# 課題 1
以下のエントリーのうち、「the drone in」を含む行から始めてエントリーの最後の行までを、両端も含めて一字一句そのまま書き写してください。

# 提示文
>>>>>

「ホリエモンのようになりたい」という若者をバカにしてはいけない…脳科学者が説く「有名になるための条件」
プレジデントオンライン / 2025年2月1日 7時15分
2018年11月13日、日本陸連の新プロジェクト「JAAF RunLink(ランリンク)」発表会見に出席した、アドバイザーに就任した理学博士の茂木健一郎氏(左)と実業家の堀江貴文氏(東京都) - 写真=時事通信フォト
※本稿は、茂木健一郎『意志の取扱説明書』(実業之日本社)の一部を再編集したものです。
■日本人同士なら「どうもどうも」と言い合うが…
大学、企業の研究所、メディア……と、いろいろな組織、さまざまな職業の人と、日本だけでなく海外でも関わってきた。
移動するたびに、メタ認知をしないと、コミュニケーションをとるのが難しい。たとえば日本人同士が会うと、頭を下げながら「どうもどうも」と言い合う。
しかしそういう態度は、海外にいくと通じない。“How are you doing ?”と言い合って握手する。もしアメリカに行って、「どうもどうも」とやってしまったら、相手は怪訝に思うだろう。
それがメタ認知の第一段階。
でも、外国の人が日本に来ると、僕はつい「どうもどうも」とやっているような気がする。どっちが上・下ではなくて、その場の雰囲気で、自由自在にどちらの態度で対応するか、切り替えられるようになる。これが第二段階だ。

<<<<<

# 課題 2
上の提示文を二文で要約してください。

データソースから取得したエントリー
>>>>>

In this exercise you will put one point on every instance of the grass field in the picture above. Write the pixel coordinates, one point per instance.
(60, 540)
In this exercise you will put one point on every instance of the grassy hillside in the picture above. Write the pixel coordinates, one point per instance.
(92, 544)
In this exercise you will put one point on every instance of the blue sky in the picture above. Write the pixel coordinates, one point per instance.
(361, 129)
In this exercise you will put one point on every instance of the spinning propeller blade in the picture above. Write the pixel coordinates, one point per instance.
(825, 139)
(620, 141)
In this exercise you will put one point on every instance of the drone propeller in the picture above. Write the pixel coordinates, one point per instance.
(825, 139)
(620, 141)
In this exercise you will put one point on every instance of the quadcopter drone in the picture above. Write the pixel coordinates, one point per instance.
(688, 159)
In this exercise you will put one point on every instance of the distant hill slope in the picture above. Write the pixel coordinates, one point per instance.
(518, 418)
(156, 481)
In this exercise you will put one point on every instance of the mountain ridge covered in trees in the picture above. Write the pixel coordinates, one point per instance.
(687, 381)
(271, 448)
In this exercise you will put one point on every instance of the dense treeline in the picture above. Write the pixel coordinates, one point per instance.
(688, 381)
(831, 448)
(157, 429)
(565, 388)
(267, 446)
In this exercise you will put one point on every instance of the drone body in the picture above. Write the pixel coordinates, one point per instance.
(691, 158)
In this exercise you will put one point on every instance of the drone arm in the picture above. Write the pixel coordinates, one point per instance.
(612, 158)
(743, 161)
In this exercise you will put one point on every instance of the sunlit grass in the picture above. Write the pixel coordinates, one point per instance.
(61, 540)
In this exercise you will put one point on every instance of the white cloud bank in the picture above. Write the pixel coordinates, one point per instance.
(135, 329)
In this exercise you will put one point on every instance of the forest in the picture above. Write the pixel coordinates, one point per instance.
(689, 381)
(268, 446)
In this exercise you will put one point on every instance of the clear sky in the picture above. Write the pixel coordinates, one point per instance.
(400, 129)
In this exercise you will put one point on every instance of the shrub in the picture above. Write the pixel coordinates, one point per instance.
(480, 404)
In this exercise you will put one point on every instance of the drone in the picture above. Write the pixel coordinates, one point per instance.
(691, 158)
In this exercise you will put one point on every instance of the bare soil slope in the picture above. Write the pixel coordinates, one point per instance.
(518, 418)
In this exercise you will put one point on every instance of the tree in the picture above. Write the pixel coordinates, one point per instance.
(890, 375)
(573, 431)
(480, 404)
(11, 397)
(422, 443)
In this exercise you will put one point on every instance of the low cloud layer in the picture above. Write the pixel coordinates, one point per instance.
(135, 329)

<<<<<

# 完全な解答 1
In this exercise you will put one point on every instance of the drone in the picture above. Write the pixel coordinates, one point per instance.
(691, 158)
In this exercise you will put one point on every instance of the bare soil slope in the picture above. Write the pixel coordinates, one point per instance.
(518, 418)
In this exercise you will put one point on every instance of the tree in the picture above. Write the pixel coordinates, one point per instance.
(890, 375)
(573, 431)
(480, 404)
(11, 397)
(422, 443)
In this exercise you will put one point on every instance of the low cloud layer in the picture above. Write the pixel coordinates, one point per instance.
(135, 329)

# 完全な解答 2
日本人同士は頭を下げて「どうもどうも」と言い合うが、海外ではその態度が通じず“How are you doing ?”と言い合って握手するのであり、この点がメタ認知の第一段階とされる。第二段階は、どちらが上・下ということではなく、その場の雰囲気でどちらの態度で対応するかを自由自在に切り替えられるようになることだ。